(Stored data entries)
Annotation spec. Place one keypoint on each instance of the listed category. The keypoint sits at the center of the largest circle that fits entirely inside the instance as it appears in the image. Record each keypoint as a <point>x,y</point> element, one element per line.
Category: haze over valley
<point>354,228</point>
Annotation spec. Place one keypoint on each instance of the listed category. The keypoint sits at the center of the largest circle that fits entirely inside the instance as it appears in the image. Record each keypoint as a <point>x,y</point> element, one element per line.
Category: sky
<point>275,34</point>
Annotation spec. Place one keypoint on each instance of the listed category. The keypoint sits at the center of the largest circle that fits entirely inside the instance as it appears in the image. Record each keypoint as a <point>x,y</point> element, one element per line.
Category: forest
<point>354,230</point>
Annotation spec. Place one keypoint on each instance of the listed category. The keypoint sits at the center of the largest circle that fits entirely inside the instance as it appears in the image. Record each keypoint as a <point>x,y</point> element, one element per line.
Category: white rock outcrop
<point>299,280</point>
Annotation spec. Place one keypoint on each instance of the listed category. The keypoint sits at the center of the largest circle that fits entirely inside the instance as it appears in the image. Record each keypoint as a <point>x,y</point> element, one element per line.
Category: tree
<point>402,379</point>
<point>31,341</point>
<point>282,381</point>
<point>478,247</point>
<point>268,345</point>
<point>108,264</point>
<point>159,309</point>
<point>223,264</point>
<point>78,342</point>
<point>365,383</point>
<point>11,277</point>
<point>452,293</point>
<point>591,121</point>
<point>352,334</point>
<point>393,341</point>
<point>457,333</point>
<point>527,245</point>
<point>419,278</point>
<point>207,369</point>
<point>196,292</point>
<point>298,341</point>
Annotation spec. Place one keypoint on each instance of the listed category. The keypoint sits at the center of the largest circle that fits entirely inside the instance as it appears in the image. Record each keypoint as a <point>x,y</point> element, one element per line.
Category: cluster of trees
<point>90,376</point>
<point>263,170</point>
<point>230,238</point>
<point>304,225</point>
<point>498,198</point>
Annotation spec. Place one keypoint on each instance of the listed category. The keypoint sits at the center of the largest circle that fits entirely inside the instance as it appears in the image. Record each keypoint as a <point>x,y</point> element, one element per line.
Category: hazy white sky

What the task requires -
The response should consist of the entries, retyped exactly and in full.

Solution for this problem -
Annotation spec. Place one keypoint on each instance of the listed category. The keypoint sits at the center of the largest circle that fits entirely inside the instance as it appears in the image. Record each keypoint as a <point>x,y</point> element, one element per line.
Category: haze over valley
<point>354,228</point>
Annotation spec. Place one keypoint on each instance of the listed category. The keypoint sits at the center of the largest circle that fits entirely inside the instance as it appears in the image. Record each keypoint as a <point>x,y</point> element, one element per line.
Category: sky
<point>275,34</point>
Annotation spec. Place one keypoint on each instance of the listed category. The keypoint sits at the center of the largest circle that fits entirely inside the instance as it appears in the image. Record each keypoint as a <point>x,y</point> element, one element per line.
Category: forest
<point>354,230</point>
Annotation spec. Place one keypoint on each instance of the listed category. The keypoint sits at the center of the largest circle that fits entirely inside the instance as it appears in the image. Record each keypoint as a <point>x,y</point> element, one element per line.
Category: white rock outcrop
<point>299,280</point>
Annotation spec. Place one keypoint on each instance of the listed category. The keypoint sits at the center of the largest circle that fits entirely inside the instance as it appears in the image. Record each keypoint as a <point>x,y</point> element, one element per line.
Category: tree
<point>402,379</point>
<point>31,341</point>
<point>282,381</point>
<point>478,247</point>
<point>268,345</point>
<point>108,264</point>
<point>159,309</point>
<point>223,264</point>
<point>78,342</point>
<point>365,383</point>
<point>11,277</point>
<point>452,293</point>
<point>591,121</point>
<point>352,334</point>
<point>393,341</point>
<point>457,333</point>
<point>527,245</point>
<point>419,278</point>
<point>207,369</point>
<point>196,292</point>
<point>298,341</point>
Annotation spec. Place one keypoint on each instance of the listed category. The keypoint sits at the center of the largest circle that fits entirely inside the instance as it appears in the image. Record each keypoint as a <point>x,y</point> element, one element per line.
Category: cluster of trees
<point>90,376</point>
<point>263,170</point>
<point>230,238</point>
<point>304,225</point>
<point>498,198</point>
Annotation spec. Place one keypoint on each instance of the listed category. The keypoint sits at the center of the largest circle that fits entirely inside the instance as it appears in the image. Record each keypoint as a <point>x,y</point> element, one element per line.
Category: hazy white sky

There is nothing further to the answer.